What to do: Show each line of the material below that contains the word "player".

Dataset rows:
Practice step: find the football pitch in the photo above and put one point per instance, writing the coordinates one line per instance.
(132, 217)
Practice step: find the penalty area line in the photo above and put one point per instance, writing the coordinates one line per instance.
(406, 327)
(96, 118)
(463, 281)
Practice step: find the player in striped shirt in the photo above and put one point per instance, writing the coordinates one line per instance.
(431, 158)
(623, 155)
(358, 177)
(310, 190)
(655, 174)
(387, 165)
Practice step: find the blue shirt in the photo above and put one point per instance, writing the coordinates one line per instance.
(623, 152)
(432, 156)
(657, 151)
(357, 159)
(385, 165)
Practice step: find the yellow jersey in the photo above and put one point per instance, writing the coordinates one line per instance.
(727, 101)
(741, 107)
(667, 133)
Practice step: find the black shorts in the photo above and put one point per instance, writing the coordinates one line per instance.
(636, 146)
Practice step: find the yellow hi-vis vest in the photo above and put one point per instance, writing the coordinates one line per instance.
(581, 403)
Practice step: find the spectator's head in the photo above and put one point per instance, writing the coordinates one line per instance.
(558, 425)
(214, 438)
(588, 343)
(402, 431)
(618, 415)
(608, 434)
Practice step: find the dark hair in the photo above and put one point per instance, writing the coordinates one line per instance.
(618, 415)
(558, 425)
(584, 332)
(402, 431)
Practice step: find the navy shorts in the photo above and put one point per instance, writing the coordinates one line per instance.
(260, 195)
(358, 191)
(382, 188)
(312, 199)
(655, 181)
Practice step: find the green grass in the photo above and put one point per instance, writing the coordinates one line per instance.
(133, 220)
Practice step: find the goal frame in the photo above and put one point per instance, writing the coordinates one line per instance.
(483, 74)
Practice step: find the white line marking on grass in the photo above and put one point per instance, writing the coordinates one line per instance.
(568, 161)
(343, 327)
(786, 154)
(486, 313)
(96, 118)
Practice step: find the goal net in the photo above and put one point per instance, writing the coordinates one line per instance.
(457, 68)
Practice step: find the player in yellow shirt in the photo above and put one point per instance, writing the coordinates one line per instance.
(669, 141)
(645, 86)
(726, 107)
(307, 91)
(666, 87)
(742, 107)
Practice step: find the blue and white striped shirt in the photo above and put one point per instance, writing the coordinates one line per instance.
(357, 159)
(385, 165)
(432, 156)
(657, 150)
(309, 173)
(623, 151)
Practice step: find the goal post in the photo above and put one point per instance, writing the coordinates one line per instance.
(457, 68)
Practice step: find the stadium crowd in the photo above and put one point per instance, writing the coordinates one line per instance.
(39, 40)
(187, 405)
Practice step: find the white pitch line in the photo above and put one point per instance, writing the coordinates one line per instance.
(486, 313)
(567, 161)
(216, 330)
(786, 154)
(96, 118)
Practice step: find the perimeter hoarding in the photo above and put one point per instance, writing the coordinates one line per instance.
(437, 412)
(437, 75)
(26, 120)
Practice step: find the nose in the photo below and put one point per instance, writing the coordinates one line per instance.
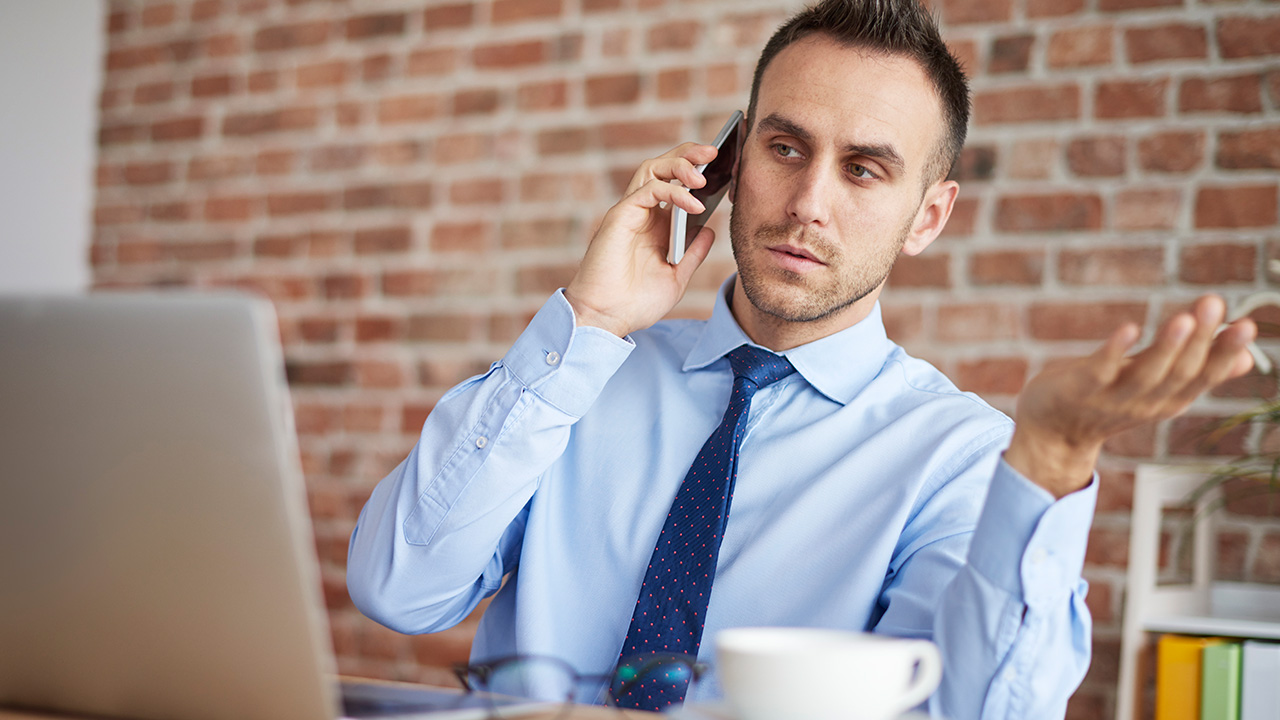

Exercise response:
Practice step: find the player in striped shirt in the photo above and put one point per instance, writing the coordinates one line per instance.
Practice step: find the player in yellow shirt in the photo above and put one point per instance, writing the coordinates one line per instance.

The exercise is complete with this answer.